+++ AVAILABLE RECORDS

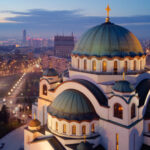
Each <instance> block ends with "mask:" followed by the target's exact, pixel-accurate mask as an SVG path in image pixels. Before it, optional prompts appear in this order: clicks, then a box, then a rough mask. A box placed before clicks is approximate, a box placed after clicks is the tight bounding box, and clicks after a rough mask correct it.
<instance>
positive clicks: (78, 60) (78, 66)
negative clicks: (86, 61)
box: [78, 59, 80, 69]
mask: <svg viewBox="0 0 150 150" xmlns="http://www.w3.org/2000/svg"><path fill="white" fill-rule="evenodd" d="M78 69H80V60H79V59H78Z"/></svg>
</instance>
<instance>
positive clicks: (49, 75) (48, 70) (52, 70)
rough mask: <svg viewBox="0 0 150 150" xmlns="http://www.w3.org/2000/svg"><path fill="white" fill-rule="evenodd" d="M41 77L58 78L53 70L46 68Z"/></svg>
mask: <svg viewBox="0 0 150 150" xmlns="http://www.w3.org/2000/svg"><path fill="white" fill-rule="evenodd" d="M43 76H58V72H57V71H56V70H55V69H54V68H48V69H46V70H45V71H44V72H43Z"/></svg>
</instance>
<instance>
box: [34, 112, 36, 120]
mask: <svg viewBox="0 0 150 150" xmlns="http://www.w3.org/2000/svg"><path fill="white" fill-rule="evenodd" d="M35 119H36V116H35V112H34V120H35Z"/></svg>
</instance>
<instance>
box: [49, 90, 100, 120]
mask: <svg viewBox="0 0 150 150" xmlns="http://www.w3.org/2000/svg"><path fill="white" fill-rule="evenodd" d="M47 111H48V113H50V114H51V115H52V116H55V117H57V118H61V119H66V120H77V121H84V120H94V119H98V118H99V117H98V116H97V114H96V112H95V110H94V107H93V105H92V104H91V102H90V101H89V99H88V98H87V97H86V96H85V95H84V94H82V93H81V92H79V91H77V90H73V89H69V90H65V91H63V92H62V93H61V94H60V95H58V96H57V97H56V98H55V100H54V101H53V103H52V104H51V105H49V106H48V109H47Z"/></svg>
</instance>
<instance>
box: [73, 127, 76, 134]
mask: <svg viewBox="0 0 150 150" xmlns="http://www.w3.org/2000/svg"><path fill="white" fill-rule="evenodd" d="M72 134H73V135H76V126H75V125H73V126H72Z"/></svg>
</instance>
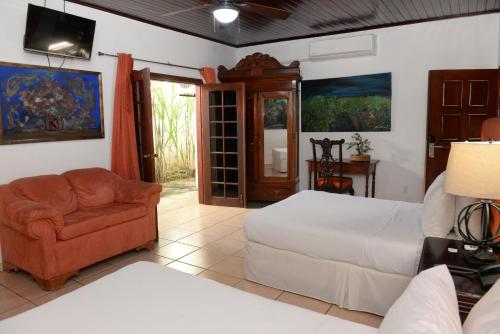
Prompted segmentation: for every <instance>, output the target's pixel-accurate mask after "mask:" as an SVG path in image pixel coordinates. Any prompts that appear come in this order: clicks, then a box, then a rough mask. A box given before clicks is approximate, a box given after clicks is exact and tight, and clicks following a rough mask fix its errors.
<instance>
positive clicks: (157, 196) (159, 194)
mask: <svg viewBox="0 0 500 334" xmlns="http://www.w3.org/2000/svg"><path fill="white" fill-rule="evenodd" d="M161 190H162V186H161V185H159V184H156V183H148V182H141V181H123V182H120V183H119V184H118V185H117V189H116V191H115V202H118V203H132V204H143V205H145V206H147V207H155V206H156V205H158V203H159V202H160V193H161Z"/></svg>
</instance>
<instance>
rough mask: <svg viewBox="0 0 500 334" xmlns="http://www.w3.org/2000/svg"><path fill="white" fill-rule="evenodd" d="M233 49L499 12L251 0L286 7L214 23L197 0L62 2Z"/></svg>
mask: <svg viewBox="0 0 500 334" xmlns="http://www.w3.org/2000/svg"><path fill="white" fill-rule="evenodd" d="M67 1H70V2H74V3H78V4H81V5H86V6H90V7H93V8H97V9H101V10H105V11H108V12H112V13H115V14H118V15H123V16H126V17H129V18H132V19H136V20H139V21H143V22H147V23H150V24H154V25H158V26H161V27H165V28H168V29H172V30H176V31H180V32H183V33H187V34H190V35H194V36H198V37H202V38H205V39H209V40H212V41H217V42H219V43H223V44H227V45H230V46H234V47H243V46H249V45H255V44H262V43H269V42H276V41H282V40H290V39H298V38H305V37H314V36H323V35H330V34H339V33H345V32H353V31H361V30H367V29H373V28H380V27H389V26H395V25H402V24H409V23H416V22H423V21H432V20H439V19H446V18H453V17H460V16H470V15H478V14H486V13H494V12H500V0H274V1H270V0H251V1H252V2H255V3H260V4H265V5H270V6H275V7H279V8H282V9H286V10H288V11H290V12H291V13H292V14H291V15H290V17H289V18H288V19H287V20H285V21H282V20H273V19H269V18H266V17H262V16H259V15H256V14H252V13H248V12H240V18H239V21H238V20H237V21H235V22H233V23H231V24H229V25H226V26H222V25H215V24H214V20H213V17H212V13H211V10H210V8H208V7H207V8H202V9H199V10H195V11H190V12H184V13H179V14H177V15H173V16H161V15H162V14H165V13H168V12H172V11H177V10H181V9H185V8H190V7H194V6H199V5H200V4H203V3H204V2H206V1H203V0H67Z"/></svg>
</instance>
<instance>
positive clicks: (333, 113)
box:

++++++

- [WHAT YOU HAVE TO DO]: Find every line of the data that includes the string "before". Copy each of those lines.

- [OUTPUT BELOW]:
Each <instance> block ends with "mask:" followed by the target's exact, pixel-accurate mask as an SVG path in image pixels. Before it, optional prompts appear in this order: clicks, then a box, then a rough mask. A box placed before clicks is approximate, a box placed after clicks is the tight bounding box, and clicks after a rough mask correct it.
Prompted segmentation: for every <instance>, output the target's pixel-accurate mask after "mask:" as an SVG path in image pixel coordinates. Any prompts that appear come in this order: clicks, then a box, then a rough mask. A box given before clicks is approximate, a box given after clicks is exact and tight, and clicks following a rough mask fix its errors.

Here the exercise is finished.